## PROBLEM
Recast the lines below as a JSON list of strings, with one string for each line and any blank lines omitted.

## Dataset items
BEGIN

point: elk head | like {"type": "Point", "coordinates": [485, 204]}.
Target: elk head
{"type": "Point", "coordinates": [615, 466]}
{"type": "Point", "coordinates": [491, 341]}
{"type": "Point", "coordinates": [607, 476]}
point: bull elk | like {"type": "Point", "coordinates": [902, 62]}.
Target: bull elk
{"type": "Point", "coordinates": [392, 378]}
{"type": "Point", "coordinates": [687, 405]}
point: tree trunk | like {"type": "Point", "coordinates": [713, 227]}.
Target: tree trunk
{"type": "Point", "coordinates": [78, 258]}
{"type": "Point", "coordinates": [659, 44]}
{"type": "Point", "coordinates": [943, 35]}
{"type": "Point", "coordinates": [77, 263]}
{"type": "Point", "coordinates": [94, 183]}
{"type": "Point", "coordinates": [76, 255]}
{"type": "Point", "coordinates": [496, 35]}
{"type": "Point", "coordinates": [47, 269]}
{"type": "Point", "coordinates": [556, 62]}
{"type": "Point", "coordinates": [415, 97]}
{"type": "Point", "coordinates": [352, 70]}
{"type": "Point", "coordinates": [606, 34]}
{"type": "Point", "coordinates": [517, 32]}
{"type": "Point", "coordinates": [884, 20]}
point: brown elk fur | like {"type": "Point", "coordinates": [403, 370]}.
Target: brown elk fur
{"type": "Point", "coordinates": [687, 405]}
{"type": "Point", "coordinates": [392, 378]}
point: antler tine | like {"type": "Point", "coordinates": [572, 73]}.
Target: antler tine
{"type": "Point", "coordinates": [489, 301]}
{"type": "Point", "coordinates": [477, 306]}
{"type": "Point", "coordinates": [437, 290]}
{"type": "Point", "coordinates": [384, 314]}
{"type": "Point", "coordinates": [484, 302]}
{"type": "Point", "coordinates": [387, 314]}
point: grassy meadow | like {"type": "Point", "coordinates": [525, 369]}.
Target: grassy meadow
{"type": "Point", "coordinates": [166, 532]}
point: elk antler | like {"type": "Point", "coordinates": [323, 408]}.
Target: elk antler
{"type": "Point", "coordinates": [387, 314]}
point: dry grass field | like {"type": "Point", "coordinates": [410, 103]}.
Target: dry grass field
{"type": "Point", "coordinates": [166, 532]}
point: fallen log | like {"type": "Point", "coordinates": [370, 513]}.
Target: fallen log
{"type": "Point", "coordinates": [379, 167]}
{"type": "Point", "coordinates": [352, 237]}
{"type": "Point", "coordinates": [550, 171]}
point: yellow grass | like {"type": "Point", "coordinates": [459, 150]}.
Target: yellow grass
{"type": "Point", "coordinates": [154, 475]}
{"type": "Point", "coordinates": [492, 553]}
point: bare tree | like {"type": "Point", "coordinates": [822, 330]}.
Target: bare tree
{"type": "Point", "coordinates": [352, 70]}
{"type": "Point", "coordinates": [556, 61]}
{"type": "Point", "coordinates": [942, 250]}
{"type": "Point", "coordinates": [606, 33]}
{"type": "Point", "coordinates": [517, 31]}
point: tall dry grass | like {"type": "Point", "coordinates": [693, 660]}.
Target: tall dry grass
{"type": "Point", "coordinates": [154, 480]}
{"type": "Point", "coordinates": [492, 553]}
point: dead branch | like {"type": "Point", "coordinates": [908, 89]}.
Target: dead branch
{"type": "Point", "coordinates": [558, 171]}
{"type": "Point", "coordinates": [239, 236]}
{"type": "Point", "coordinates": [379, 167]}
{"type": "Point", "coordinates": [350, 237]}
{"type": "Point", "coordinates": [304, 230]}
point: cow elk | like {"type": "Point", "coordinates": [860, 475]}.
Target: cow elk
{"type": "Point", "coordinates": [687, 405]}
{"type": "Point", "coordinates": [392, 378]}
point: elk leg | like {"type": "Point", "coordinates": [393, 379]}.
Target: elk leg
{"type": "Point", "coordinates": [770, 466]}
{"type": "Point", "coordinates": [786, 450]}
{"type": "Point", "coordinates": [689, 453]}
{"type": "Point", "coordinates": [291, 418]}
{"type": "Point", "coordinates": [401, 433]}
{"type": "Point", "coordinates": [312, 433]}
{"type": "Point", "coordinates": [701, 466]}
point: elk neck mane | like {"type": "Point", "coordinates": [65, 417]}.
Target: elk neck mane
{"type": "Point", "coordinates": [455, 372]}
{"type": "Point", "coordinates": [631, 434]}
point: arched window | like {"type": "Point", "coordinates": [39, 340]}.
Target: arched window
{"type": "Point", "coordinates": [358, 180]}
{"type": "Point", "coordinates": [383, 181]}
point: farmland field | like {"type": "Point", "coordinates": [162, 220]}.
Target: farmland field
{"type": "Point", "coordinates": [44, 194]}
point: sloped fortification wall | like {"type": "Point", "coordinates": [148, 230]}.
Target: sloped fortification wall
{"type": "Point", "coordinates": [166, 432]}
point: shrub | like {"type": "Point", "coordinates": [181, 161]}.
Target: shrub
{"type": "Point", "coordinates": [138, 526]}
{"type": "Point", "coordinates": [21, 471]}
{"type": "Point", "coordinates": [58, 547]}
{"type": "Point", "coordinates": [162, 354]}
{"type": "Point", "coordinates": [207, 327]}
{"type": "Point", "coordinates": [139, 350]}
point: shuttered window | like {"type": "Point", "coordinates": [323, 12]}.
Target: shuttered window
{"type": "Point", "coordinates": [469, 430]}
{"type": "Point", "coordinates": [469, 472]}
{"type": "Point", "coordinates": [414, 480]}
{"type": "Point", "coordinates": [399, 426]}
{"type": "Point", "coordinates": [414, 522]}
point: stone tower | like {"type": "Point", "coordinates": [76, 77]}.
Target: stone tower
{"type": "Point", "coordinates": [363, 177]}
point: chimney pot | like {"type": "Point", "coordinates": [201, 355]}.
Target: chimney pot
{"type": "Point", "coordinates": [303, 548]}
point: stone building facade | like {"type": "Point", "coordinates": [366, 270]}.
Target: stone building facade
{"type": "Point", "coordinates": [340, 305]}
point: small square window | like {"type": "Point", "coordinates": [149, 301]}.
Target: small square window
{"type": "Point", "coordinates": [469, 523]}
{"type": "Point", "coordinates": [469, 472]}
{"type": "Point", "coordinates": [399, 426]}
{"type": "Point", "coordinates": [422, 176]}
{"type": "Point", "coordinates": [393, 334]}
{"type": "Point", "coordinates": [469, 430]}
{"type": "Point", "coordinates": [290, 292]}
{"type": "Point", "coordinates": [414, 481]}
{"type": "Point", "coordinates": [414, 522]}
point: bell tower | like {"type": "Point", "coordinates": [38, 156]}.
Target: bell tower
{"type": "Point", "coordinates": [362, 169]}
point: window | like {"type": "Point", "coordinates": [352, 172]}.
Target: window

END

## TASK RESPONSE
[
  "point: elk head | like {\"type\": \"Point\", \"coordinates\": [485, 204]}.",
  "Target: elk head",
  "{\"type\": \"Point\", \"coordinates\": [615, 466]}",
  "{\"type\": \"Point\", \"coordinates\": [491, 341]}",
  "{\"type\": \"Point\", \"coordinates\": [607, 476]}",
  "point: bull elk | like {\"type\": \"Point\", \"coordinates\": [902, 62]}.",
  "Target: bull elk",
  "{\"type\": \"Point\", \"coordinates\": [392, 378]}",
  "{\"type\": \"Point\", \"coordinates\": [687, 405]}",
  "point: tree trunk | like {\"type\": \"Point\", \"coordinates\": [713, 227]}.",
  "Target: tree trunk",
  "{\"type\": \"Point\", \"coordinates\": [78, 258]}",
  "{\"type\": \"Point\", \"coordinates\": [659, 44]}",
  "{\"type\": \"Point\", \"coordinates\": [943, 35]}",
  "{\"type\": \"Point\", \"coordinates\": [77, 263]}",
  "{\"type\": \"Point\", \"coordinates\": [94, 183]}",
  "{\"type\": \"Point\", \"coordinates\": [76, 255]}",
  "{\"type\": \"Point\", \"coordinates\": [496, 35]}",
  "{\"type\": \"Point\", \"coordinates\": [47, 269]}",
  "{\"type\": \"Point\", \"coordinates\": [556, 62]}",
  "{\"type\": \"Point\", \"coordinates\": [415, 97]}",
  "{\"type\": \"Point\", \"coordinates\": [352, 70]}",
  "{\"type\": \"Point\", \"coordinates\": [606, 34]}",
  "{\"type\": \"Point\", \"coordinates\": [517, 32]}",
  "{\"type\": \"Point\", \"coordinates\": [884, 20]}",
  "point: brown elk fur | like {\"type\": \"Point\", \"coordinates\": [403, 370]}.",
  "Target: brown elk fur",
  "{\"type\": \"Point\", \"coordinates\": [687, 405]}",
  "{\"type\": \"Point\", \"coordinates\": [392, 378]}",
  "point: antler tine | like {\"type\": \"Point\", \"coordinates\": [572, 73]}.",
  "Target: antler tine",
  "{\"type\": \"Point\", \"coordinates\": [489, 301]}",
  "{\"type\": \"Point\", \"coordinates\": [477, 306]}",
  "{\"type\": \"Point\", \"coordinates\": [437, 290]}",
  "{\"type\": \"Point\", \"coordinates\": [384, 314]}",
  "{\"type\": \"Point\", \"coordinates\": [484, 302]}",
  "{\"type\": \"Point\", \"coordinates\": [387, 314]}",
  "point: grassy meadow | like {\"type\": \"Point\", \"coordinates\": [525, 369]}.",
  "Target: grassy meadow",
  "{\"type\": \"Point\", \"coordinates\": [166, 532]}",
  "point: elk antler | like {\"type\": \"Point\", \"coordinates\": [323, 408]}.",
  "Target: elk antler",
  "{\"type\": \"Point\", \"coordinates\": [387, 314]}",
  "point: dry grass field | like {\"type\": \"Point\", \"coordinates\": [410, 103]}.",
  "Target: dry grass field",
  "{\"type\": \"Point\", \"coordinates\": [166, 532]}",
  "point: fallen log | like {\"type\": \"Point\", \"coordinates\": [370, 513]}.",
  "Target: fallen log",
  "{\"type\": \"Point\", \"coordinates\": [379, 167]}",
  "{\"type\": \"Point\", \"coordinates\": [352, 237]}",
  "{\"type\": \"Point\", \"coordinates\": [550, 171]}",
  "point: yellow grass | like {\"type\": \"Point\", \"coordinates\": [459, 150]}.",
  "Target: yellow grass",
  "{\"type\": \"Point\", \"coordinates\": [154, 475]}",
  "{\"type\": \"Point\", \"coordinates\": [492, 553]}",
  "point: bare tree | like {\"type\": \"Point\", \"coordinates\": [822, 330]}.",
  "Target: bare tree",
  "{\"type\": \"Point\", \"coordinates\": [352, 70]}",
  "{\"type\": \"Point\", \"coordinates\": [556, 61]}",
  "{\"type\": \"Point\", \"coordinates\": [942, 250]}",
  "{\"type\": \"Point\", \"coordinates\": [606, 33]}",
  "{\"type\": \"Point\", \"coordinates\": [517, 31]}",
  "point: tall dry grass | like {\"type\": \"Point\", \"coordinates\": [693, 660]}.",
  "Target: tall dry grass",
  "{\"type\": \"Point\", \"coordinates\": [154, 480]}",
  "{\"type\": \"Point\", \"coordinates\": [492, 553]}",
  "point: dead branch | like {\"type\": \"Point\", \"coordinates\": [908, 89]}.",
  "Target: dead branch",
  "{\"type\": \"Point\", \"coordinates\": [558, 171]}",
  "{\"type\": \"Point\", \"coordinates\": [239, 236]}",
  "{\"type\": \"Point\", \"coordinates\": [379, 167]}",
  "{\"type\": \"Point\", \"coordinates\": [350, 237]}",
  "{\"type\": \"Point\", \"coordinates\": [304, 230]}",
  "point: cow elk | like {\"type\": \"Point\", \"coordinates\": [860, 475]}.",
  "Target: cow elk",
  "{\"type\": \"Point\", \"coordinates\": [687, 405]}",
  "{\"type\": \"Point\", \"coordinates\": [392, 378]}",
  "point: elk leg | like {\"type\": \"Point\", \"coordinates\": [393, 379]}.",
  "Target: elk leg",
  "{\"type\": \"Point\", \"coordinates\": [770, 466]}",
  "{\"type\": \"Point\", \"coordinates\": [786, 450]}",
  "{\"type\": \"Point\", \"coordinates\": [689, 453]}",
  "{\"type\": \"Point\", \"coordinates\": [291, 418]}",
  "{\"type\": \"Point\", \"coordinates\": [401, 433]}",
  "{\"type\": \"Point\", \"coordinates\": [312, 433]}",
  "{\"type\": \"Point\", \"coordinates\": [701, 466]}",
  "point: elk neck mane | like {\"type\": \"Point\", \"coordinates\": [65, 417]}.",
  "Target: elk neck mane",
  "{\"type\": \"Point\", \"coordinates\": [455, 372]}",
  "{\"type\": \"Point\", \"coordinates\": [631, 434]}",
  "point: arched window | like {\"type\": \"Point\", \"coordinates\": [39, 340]}.",
  "Target: arched window",
  "{\"type\": \"Point\", \"coordinates\": [358, 180]}",
  "{\"type\": \"Point\", \"coordinates\": [383, 181]}",
  "point: farmland field | like {\"type\": \"Point\", \"coordinates\": [162, 220]}.",
  "Target: farmland field",
  "{\"type\": \"Point\", \"coordinates\": [44, 194]}",
  "point: sloped fortification wall | like {\"type\": \"Point\", \"coordinates\": [148, 230]}.",
  "Target: sloped fortification wall",
  "{\"type\": \"Point\", \"coordinates\": [166, 432]}",
  "point: shrub | like {\"type\": \"Point\", \"coordinates\": [181, 161]}.",
  "Target: shrub",
  "{\"type\": \"Point\", \"coordinates\": [138, 526]}",
  "{\"type\": \"Point\", \"coordinates\": [21, 471]}",
  "{\"type\": \"Point\", \"coordinates\": [58, 547]}",
  "{\"type\": \"Point\", \"coordinates\": [162, 354]}",
  "{\"type\": \"Point\", \"coordinates\": [207, 327]}",
  "{\"type\": \"Point\", \"coordinates\": [139, 350]}",
  "point: shuttered window | like {\"type\": \"Point\", \"coordinates\": [323, 12]}.",
  "Target: shuttered window",
  "{\"type\": \"Point\", \"coordinates\": [469, 430]}",
  "{\"type\": \"Point\", \"coordinates\": [469, 472]}",
  "{\"type\": \"Point\", \"coordinates\": [414, 480]}",
  "{\"type\": \"Point\", \"coordinates\": [399, 426]}",
  "{\"type\": \"Point\", \"coordinates\": [414, 522]}",
  "point: stone tower | like {\"type\": \"Point\", \"coordinates\": [76, 77]}.",
  "Target: stone tower",
  "{\"type\": \"Point\", \"coordinates\": [363, 177]}",
  "point: chimney pot | like {\"type\": \"Point\", \"coordinates\": [201, 355]}.",
  "Target: chimney pot",
  "{\"type\": \"Point\", \"coordinates\": [303, 548]}",
  "point: stone building facade | like {\"type\": \"Point\", \"coordinates\": [366, 270]}.",
  "Target: stone building facade",
  "{\"type\": \"Point\", \"coordinates\": [340, 305]}",
  "point: small square window | like {\"type\": \"Point\", \"coordinates\": [149, 301]}.",
  "Target: small square window",
  "{\"type\": \"Point\", \"coordinates\": [469, 523]}",
  "{\"type\": \"Point\", \"coordinates\": [469, 472]}",
  "{\"type\": \"Point\", \"coordinates\": [399, 426]}",
  "{\"type\": \"Point\", \"coordinates\": [422, 176]}",
  "{\"type\": \"Point\", \"coordinates\": [393, 334]}",
  "{\"type\": \"Point\", \"coordinates\": [469, 430]}",
  "{\"type\": \"Point\", \"coordinates\": [290, 292]}",
  "{\"type\": \"Point\", \"coordinates\": [414, 481]}",
  "{\"type\": \"Point\", \"coordinates\": [414, 522]}",
  "point: bell tower | like {\"type\": \"Point\", \"coordinates\": [38, 156]}.",
  "Target: bell tower",
  "{\"type\": \"Point\", \"coordinates\": [362, 169]}",
  "point: window | like {\"type\": \"Point\", \"coordinates\": [352, 172]}.",
  "Target: window"
]